(Some rows)
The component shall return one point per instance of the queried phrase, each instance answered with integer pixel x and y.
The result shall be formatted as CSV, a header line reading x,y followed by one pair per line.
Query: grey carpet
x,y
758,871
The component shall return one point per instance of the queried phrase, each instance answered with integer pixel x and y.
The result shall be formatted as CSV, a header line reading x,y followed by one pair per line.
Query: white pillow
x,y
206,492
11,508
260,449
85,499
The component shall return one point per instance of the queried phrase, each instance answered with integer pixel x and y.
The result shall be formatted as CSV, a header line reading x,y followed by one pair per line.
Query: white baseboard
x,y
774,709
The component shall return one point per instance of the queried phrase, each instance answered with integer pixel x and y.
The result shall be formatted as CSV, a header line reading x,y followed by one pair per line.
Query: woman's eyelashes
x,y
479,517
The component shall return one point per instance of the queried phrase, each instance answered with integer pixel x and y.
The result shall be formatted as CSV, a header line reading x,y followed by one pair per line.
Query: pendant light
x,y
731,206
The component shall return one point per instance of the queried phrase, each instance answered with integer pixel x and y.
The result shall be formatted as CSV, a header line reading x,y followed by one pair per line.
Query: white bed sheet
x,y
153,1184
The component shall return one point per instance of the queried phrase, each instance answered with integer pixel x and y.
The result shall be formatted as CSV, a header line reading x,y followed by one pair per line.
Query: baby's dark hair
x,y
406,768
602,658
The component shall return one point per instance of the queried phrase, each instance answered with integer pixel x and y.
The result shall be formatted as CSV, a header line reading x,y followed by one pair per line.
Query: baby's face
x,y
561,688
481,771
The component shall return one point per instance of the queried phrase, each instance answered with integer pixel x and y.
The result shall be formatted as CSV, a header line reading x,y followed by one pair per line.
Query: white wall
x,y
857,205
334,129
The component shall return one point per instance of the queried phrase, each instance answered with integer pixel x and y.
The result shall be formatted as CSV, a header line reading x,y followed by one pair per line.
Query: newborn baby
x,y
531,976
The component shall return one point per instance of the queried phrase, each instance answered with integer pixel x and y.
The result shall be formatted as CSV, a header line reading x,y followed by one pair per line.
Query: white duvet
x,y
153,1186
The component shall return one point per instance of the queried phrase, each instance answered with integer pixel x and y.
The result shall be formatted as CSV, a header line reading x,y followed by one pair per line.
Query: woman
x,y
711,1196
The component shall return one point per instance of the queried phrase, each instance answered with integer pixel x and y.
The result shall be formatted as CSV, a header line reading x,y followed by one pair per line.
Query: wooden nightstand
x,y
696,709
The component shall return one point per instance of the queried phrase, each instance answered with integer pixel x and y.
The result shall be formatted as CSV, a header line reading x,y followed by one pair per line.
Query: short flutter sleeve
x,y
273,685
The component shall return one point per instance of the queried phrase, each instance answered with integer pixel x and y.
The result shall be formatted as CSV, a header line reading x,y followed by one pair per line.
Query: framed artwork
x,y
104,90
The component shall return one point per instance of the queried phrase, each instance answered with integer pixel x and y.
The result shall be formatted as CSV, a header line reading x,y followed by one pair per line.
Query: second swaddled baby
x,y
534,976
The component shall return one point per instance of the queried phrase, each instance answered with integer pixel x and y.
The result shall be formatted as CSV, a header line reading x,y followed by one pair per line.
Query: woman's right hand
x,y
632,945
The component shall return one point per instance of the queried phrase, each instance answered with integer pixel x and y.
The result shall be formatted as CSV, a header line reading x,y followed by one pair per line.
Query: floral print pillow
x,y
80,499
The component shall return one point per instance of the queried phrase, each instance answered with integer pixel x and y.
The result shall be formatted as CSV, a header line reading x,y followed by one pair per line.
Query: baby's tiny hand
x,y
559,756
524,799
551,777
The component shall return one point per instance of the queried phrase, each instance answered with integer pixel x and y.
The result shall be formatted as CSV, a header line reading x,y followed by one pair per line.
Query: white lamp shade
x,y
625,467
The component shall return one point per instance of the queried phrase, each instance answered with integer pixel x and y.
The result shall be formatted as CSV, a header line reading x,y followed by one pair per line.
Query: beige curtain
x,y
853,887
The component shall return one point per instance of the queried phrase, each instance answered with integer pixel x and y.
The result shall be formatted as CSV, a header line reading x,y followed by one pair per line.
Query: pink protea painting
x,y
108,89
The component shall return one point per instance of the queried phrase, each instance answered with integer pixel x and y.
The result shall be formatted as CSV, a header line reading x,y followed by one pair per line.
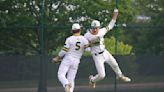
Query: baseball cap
x,y
75,26
95,23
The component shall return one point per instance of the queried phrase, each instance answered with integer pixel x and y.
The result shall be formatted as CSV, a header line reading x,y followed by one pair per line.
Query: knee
x,y
101,76
115,66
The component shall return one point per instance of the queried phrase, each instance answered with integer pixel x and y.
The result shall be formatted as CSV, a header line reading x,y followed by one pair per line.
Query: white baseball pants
x,y
68,67
99,60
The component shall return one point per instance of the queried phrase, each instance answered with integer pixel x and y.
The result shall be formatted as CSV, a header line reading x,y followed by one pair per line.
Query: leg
x,y
71,75
99,63
63,68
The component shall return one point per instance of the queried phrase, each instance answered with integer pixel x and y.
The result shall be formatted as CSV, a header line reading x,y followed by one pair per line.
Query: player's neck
x,y
76,34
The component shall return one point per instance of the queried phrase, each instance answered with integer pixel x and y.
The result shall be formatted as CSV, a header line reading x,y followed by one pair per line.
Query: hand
x,y
56,59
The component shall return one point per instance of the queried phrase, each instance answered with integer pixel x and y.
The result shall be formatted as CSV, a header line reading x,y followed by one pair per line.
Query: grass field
x,y
138,84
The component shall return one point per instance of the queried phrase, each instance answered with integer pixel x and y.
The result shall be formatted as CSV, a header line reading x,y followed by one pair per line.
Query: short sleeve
x,y
102,31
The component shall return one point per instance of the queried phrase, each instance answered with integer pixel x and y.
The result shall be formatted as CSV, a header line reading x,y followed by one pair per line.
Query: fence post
x,y
42,86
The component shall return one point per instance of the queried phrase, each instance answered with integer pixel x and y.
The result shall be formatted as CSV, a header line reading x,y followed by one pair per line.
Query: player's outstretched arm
x,y
56,59
113,21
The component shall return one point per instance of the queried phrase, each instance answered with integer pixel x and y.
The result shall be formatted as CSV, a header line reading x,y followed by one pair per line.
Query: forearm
x,y
113,21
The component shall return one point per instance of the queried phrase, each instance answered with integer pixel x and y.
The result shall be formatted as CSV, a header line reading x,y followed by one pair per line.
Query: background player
x,y
100,55
71,54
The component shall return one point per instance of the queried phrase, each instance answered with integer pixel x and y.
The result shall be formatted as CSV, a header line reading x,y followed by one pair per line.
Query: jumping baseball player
x,y
100,55
71,54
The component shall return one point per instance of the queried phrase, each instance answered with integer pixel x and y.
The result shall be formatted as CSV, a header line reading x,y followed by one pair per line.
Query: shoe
x,y
67,87
124,78
91,83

-- What needs to be done --
Can you filter the rows above and copy every line that contains the string "baby"? Case counts.

-- Solution to the exercise --
Query: baby's dark hair
Query: baby's face
Query: newborn baby
Query: second swaddled baby
Query: baby's tiny hand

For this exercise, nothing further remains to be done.